TO BE DONE
Return all of the data below line for line, unchanged, but leave out the pictures.

[Coordinate annotation data]
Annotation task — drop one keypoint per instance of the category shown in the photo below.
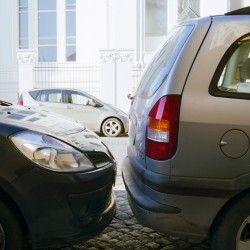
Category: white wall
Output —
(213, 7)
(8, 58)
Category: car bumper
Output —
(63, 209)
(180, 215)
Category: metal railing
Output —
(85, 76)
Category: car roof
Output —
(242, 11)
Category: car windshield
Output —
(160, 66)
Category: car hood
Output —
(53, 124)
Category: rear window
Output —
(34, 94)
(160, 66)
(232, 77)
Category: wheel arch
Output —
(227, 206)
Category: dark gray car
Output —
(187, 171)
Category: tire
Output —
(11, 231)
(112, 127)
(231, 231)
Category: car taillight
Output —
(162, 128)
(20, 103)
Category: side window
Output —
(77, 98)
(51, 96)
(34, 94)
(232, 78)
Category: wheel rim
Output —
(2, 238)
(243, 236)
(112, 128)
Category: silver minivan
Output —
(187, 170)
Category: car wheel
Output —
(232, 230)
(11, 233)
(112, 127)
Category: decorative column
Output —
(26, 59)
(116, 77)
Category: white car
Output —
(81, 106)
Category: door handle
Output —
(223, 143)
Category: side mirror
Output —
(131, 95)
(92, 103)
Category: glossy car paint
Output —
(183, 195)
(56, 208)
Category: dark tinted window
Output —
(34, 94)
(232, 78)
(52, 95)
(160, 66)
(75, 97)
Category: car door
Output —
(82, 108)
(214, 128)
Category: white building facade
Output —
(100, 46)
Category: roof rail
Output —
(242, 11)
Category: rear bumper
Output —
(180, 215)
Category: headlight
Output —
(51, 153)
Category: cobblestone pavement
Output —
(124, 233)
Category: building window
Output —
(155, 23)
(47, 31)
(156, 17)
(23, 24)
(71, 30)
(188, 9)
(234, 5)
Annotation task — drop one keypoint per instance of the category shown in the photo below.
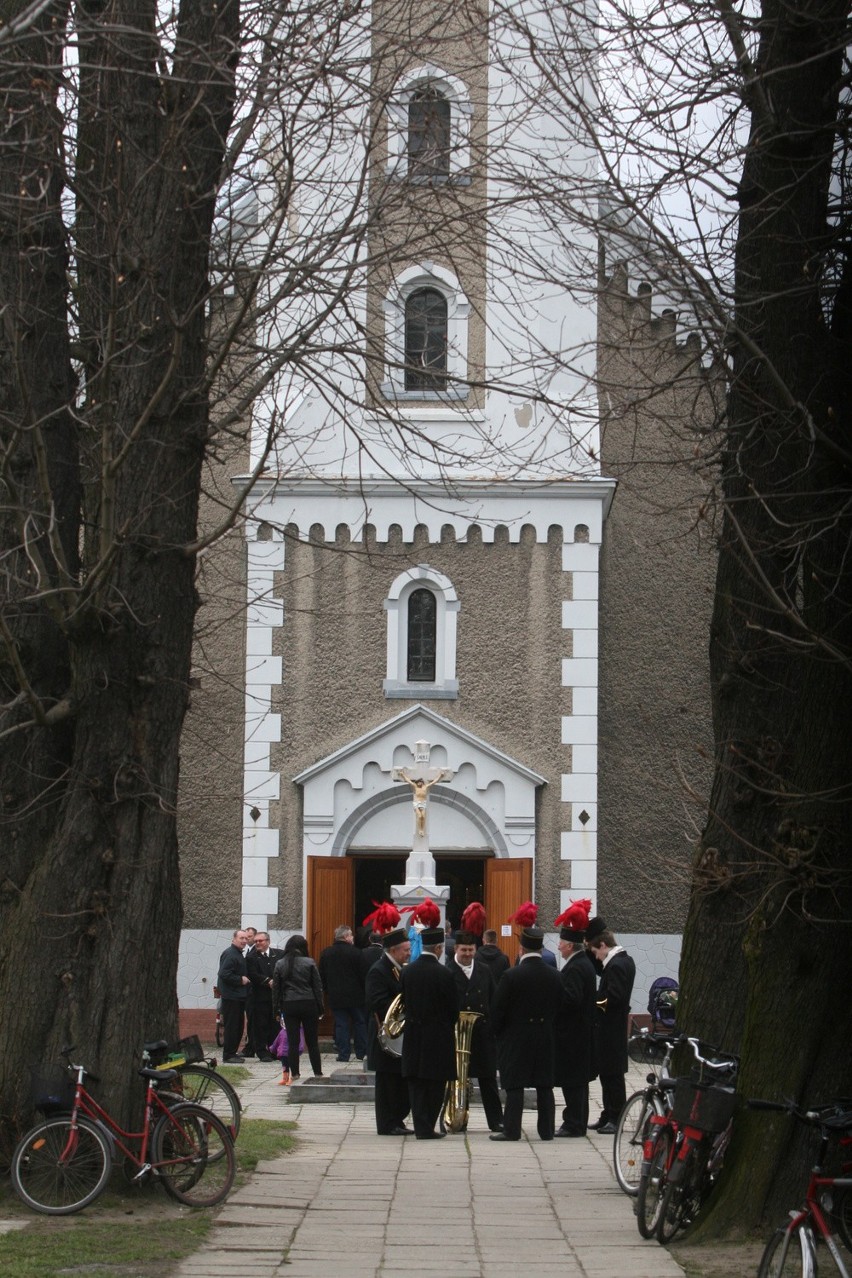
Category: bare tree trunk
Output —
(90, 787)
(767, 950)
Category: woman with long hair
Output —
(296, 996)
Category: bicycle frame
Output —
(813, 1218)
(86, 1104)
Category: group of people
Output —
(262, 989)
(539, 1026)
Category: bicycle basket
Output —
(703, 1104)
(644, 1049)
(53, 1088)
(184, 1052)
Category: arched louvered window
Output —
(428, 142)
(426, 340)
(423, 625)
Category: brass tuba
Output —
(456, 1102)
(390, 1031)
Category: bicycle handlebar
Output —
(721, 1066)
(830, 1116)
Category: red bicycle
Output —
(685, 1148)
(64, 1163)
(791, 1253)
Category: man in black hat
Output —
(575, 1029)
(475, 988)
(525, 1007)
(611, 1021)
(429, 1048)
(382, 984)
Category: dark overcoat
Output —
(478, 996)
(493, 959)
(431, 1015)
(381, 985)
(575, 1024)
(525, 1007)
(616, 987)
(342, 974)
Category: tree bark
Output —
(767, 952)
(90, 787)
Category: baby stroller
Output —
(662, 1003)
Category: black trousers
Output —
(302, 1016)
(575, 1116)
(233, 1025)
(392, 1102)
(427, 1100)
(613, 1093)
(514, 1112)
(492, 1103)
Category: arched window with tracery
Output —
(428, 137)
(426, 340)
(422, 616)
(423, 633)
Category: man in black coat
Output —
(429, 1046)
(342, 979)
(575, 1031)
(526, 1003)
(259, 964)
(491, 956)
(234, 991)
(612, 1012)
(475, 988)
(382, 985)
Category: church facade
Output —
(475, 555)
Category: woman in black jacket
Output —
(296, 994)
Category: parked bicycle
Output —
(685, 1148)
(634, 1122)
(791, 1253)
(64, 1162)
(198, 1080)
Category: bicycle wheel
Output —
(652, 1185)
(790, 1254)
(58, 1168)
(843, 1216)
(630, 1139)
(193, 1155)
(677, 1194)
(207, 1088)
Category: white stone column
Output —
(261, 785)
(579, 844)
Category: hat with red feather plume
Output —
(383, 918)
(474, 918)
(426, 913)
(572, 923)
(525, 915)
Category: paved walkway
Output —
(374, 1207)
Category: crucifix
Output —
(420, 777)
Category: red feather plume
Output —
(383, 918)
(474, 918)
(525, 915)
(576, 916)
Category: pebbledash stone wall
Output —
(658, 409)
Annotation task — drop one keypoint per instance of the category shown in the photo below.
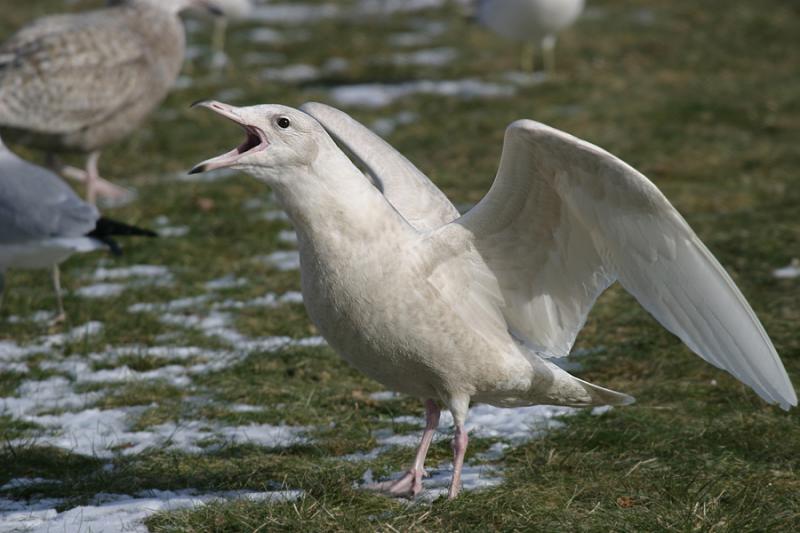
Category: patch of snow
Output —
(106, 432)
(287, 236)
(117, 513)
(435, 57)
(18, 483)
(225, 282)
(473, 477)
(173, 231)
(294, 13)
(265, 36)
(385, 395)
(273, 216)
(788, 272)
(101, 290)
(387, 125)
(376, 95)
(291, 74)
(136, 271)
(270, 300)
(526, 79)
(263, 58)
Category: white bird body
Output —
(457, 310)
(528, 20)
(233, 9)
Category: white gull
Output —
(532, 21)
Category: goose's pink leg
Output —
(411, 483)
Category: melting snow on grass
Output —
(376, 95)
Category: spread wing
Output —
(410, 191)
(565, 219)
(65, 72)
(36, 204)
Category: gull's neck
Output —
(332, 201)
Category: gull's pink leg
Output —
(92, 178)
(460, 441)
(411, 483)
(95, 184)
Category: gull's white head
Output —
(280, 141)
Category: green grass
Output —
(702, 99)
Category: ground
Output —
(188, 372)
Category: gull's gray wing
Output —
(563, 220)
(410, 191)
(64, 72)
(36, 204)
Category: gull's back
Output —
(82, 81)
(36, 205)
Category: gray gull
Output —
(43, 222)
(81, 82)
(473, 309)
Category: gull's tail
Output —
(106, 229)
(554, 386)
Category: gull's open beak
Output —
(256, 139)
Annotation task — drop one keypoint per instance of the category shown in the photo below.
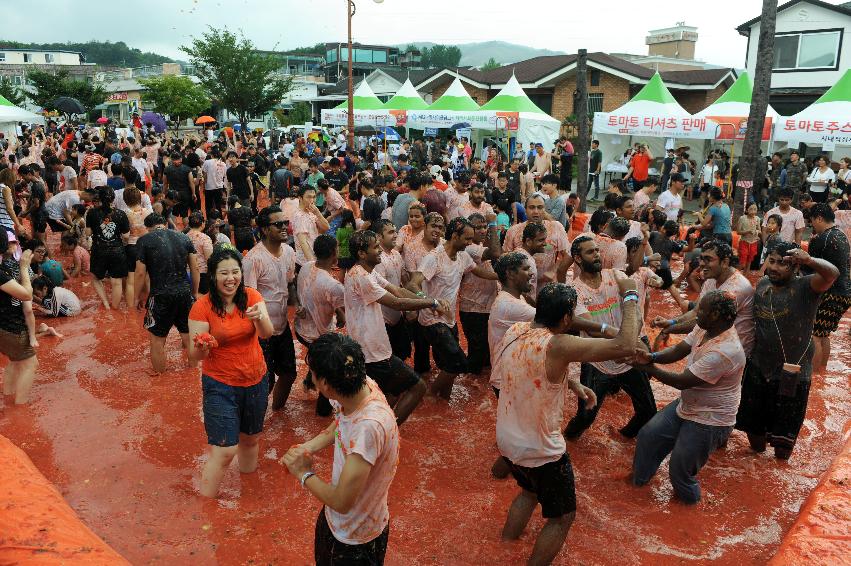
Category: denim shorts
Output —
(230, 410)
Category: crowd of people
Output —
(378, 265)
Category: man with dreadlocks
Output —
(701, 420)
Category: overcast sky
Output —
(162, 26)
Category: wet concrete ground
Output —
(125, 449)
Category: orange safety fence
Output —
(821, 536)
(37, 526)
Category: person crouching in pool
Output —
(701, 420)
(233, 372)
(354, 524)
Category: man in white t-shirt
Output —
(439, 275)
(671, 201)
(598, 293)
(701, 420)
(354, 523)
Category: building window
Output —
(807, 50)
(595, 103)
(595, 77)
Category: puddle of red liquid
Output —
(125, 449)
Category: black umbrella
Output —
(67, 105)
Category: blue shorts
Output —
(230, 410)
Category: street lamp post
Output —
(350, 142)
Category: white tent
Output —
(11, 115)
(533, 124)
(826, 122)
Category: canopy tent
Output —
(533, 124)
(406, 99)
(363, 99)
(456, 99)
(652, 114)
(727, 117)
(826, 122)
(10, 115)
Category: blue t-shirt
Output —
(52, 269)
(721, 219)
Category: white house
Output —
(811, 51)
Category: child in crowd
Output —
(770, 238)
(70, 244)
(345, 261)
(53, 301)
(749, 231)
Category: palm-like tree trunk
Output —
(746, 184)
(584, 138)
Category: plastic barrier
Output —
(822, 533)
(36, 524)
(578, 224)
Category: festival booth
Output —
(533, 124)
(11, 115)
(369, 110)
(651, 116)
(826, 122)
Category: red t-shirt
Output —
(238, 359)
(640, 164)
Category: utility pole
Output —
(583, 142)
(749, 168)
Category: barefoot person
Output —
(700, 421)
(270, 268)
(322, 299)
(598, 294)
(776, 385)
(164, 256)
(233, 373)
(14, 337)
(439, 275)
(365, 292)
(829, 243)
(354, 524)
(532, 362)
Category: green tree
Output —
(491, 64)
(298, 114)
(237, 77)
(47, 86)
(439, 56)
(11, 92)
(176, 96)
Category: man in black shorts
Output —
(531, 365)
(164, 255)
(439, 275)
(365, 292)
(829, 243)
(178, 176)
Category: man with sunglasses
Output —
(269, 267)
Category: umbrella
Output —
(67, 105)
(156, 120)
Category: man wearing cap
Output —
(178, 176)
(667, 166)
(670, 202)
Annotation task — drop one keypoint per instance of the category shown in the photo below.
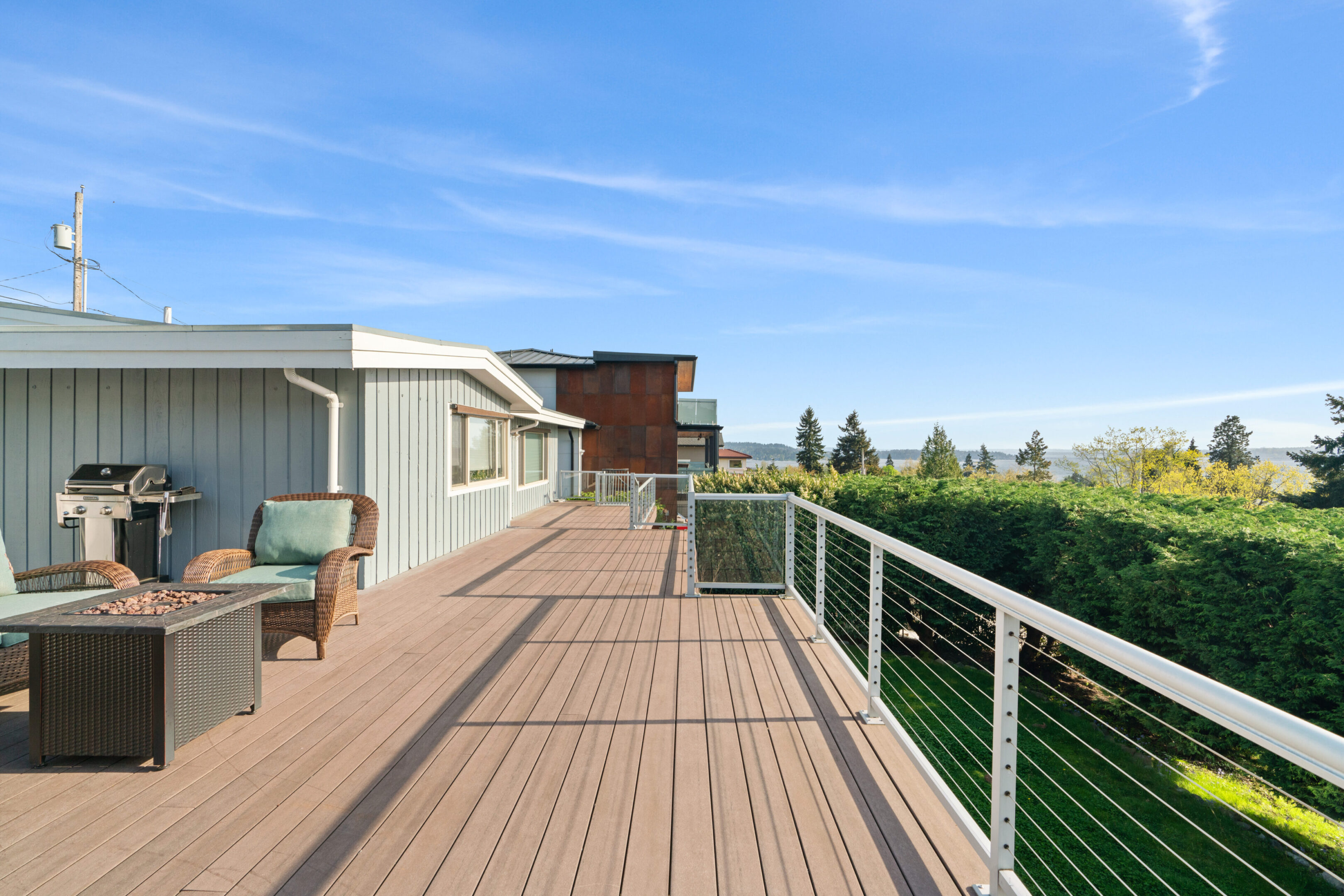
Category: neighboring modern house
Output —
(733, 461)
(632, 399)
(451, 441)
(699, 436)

EXERCISE SOLUTION
Annotation task — drop one keypoint per instance of the category shown in the photo below.
Category: white wall
Output —
(213, 7)
(8, 58)
Category: car bumper
Output —
(63, 209)
(180, 215)
Category: metal railing
Output —
(85, 76)
Category: car roof
Output —
(242, 11)
Category: car windshield
Output —
(160, 66)
Category: car hood
Output —
(53, 124)
Category: rear window
Output —
(34, 94)
(160, 66)
(232, 77)
Category: wheel arch
Output —
(227, 206)
Category: dark gray car
Output —
(187, 171)
Category: tire
Output —
(11, 231)
(112, 127)
(231, 231)
Category: car taillight
Output —
(162, 128)
(20, 103)
Category: side window
Output —
(77, 98)
(51, 96)
(34, 94)
(232, 78)
Category: wheel rim
Output —
(2, 238)
(243, 236)
(112, 128)
Category: silver minivan
Output —
(187, 170)
Category: car wheel
Output —
(232, 230)
(11, 233)
(112, 127)
Category: decorative column
Output —
(26, 59)
(116, 77)
Category: white car
Output —
(81, 106)
Category: door handle
Output —
(223, 143)
Category: side mirror
Output —
(131, 95)
(92, 103)
Category: glossy car paint
Output —
(183, 195)
(56, 208)
Category: dark tinted window
Output —
(34, 94)
(232, 78)
(52, 95)
(160, 66)
(75, 97)
Category: car door
Output —
(82, 108)
(214, 128)
Category: white building facade
Output —
(100, 46)
Category: roof rail
Output —
(242, 11)
Category: rear bumper
Output —
(180, 215)
Category: headlight
Output —
(51, 153)
Category: cobblestone pavement
Output —
(124, 233)
Category: building window
Output —
(155, 23)
(47, 31)
(156, 17)
(23, 24)
(71, 30)
(188, 9)
(234, 5)
Annotation task — drop one keypoint per instance of the category shown in the photo below.
Category: bare tree trunk
Output —
(90, 787)
(767, 950)
Category: woman with long hair
Output —
(296, 996)
Category: bicycle frame
Output —
(813, 1218)
(86, 1104)
Category: group of people
Output —
(262, 989)
(539, 1026)
Category: bicycle basket
Output —
(703, 1104)
(644, 1049)
(53, 1088)
(184, 1052)
Category: arched louvered window
Output —
(428, 142)
(426, 340)
(423, 625)
Category: brass tuba
Output —
(456, 1102)
(390, 1031)
Category: bicycle handlebar
Output —
(721, 1066)
(830, 1116)
Category: red bicycle
Output —
(685, 1148)
(64, 1163)
(791, 1253)
Category: man in black hat
Output —
(575, 1029)
(475, 988)
(525, 1007)
(611, 1021)
(429, 1048)
(382, 984)
Category: dark overcoat
Output —
(478, 996)
(493, 959)
(431, 1015)
(381, 985)
(575, 1024)
(525, 1007)
(616, 987)
(342, 974)
Category: tree bark
Output —
(767, 952)
(90, 787)
Category: baby stroller
Output —
(662, 1003)
Category: black trousers
Output —
(302, 1016)
(575, 1116)
(233, 1025)
(392, 1102)
(427, 1100)
(613, 1093)
(514, 1112)
(492, 1103)
Category: arched window with tracery
Output —
(428, 137)
(426, 340)
(422, 616)
(423, 633)
Category: man in black coat
Output —
(429, 1046)
(342, 979)
(575, 1031)
(526, 1003)
(259, 964)
(491, 956)
(234, 991)
(612, 1012)
(475, 988)
(382, 985)
Category: church facade
Output —
(475, 555)
Category: woman in black jacket
Output —
(296, 994)
Category: parked bicycle
Output —
(685, 1148)
(634, 1122)
(791, 1253)
(64, 1162)
(198, 1080)
Category: bicycle wheel
Output —
(652, 1185)
(790, 1254)
(58, 1168)
(843, 1216)
(630, 1139)
(193, 1155)
(677, 1194)
(207, 1088)
Category: white stone column
Output —
(261, 785)
(579, 844)
Category: hat with red feather plume
Output —
(383, 918)
(474, 918)
(426, 913)
(572, 923)
(525, 915)
Category: paved walkway
Output —
(374, 1207)
Category: crucifix
Output —
(420, 777)
Category: red feather plume
Output —
(383, 918)
(474, 918)
(525, 915)
(576, 916)
Category: pebbledash stone wall
Output —
(658, 409)
Annotation task — drop one keypoint per instance of the category shown in the photo below.
Category: patch of snow
Output —
(106, 432)
(287, 236)
(117, 513)
(435, 57)
(18, 483)
(225, 282)
(473, 477)
(173, 231)
(294, 13)
(265, 36)
(385, 395)
(273, 216)
(788, 272)
(101, 290)
(387, 125)
(376, 95)
(291, 74)
(136, 271)
(270, 300)
(526, 79)
(263, 58)
Category: white bird body
Output —
(457, 310)
(528, 20)
(233, 9)
Category: white gull
Output —
(532, 21)
Category: goose's pink leg
Output —
(411, 483)
Category: melting snow on grass
Output —
(376, 95)
Category: spread wing
Output —
(410, 191)
(565, 219)
(65, 72)
(36, 204)
Category: gull's neck
Output —
(332, 201)
Category: gull's pink leg
Output —
(92, 178)
(460, 441)
(411, 483)
(95, 184)
Category: gull's white head
Output —
(280, 141)
Category: green grass
Output —
(702, 99)
Category: ground
Output —
(188, 372)
Category: gull's gray wing
Output —
(563, 220)
(410, 191)
(64, 72)
(36, 204)
Category: gull's back
Output —
(82, 81)
(36, 205)
Category: gray gull
Output —
(43, 222)
(81, 82)
(473, 309)
Category: gull's tail
Output —
(106, 229)
(554, 386)
Category: gull's open beak
Output —
(256, 139)
Annotation task — drop one keypoint per instance of the category shown in the photo below.
Category: denim shorts
Output —
(230, 410)
Category: crowd of people
Output —
(378, 265)
Category: man with dreadlocks
Output —
(701, 420)
Category: overcast sky
Output —
(162, 26)
Category: wet concrete ground
Output —
(125, 449)
Category: orange safety fence
Output —
(821, 536)
(37, 526)
Category: person crouching in pool
Output —
(701, 420)
(233, 372)
(354, 524)
Category: man in white t-shirt
Output —
(439, 275)
(671, 201)
(598, 293)
(701, 420)
(354, 523)
Category: building window
Output —
(807, 50)
(595, 103)
(595, 77)
Category: puddle of red liquid
Output —
(125, 449)
Category: black umbrella
Output —
(67, 105)
Category: blue shorts
Output —
(230, 410)
Category: street lamp post
Output —
(350, 142)
Category: white tent
Output —
(11, 115)
(533, 124)
(826, 122)
Category: canopy tent
Output —
(533, 124)
(406, 99)
(363, 99)
(456, 99)
(652, 114)
(727, 117)
(826, 122)
(10, 115)
Category: blue t-shirt
Output —
(52, 269)
(721, 219)
Category: white house
Output —
(811, 51)
Category: child in crowd
Output —
(770, 238)
(70, 244)
(345, 261)
(53, 301)
(749, 231)
Category: palm-like tree trunk
Output —
(746, 184)
(584, 138)
Category: plastic barrier
Output —
(822, 533)
(36, 524)
(578, 224)
Category: festival booth
Output —
(533, 124)
(11, 115)
(369, 110)
(651, 116)
(826, 122)
Category: red t-shirt
Output —
(238, 359)
(640, 164)
Category: utility pole
Output —
(583, 142)
(749, 168)
Category: barefoot person
Output —
(700, 421)
(270, 268)
(322, 299)
(598, 294)
(776, 385)
(164, 256)
(233, 373)
(14, 337)
(439, 275)
(365, 292)
(829, 243)
(354, 524)
(532, 362)
Category: green tree
Output —
(491, 64)
(298, 114)
(237, 77)
(47, 86)
(439, 56)
(11, 92)
(176, 96)
Category: man in black shorts
Output —
(531, 365)
(164, 255)
(439, 275)
(365, 292)
(829, 243)
(178, 176)
Category: man with sunglasses
Output —
(269, 267)
Category: umbrella
Output —
(67, 105)
(156, 120)
Category: man wearing cap
Output —
(178, 176)
(667, 166)
(670, 202)
Annotation task — drop one keypoint per instance of the category shown in the photo below.
Category: neighboring modern house
Output —
(733, 461)
(632, 399)
(451, 441)
(699, 436)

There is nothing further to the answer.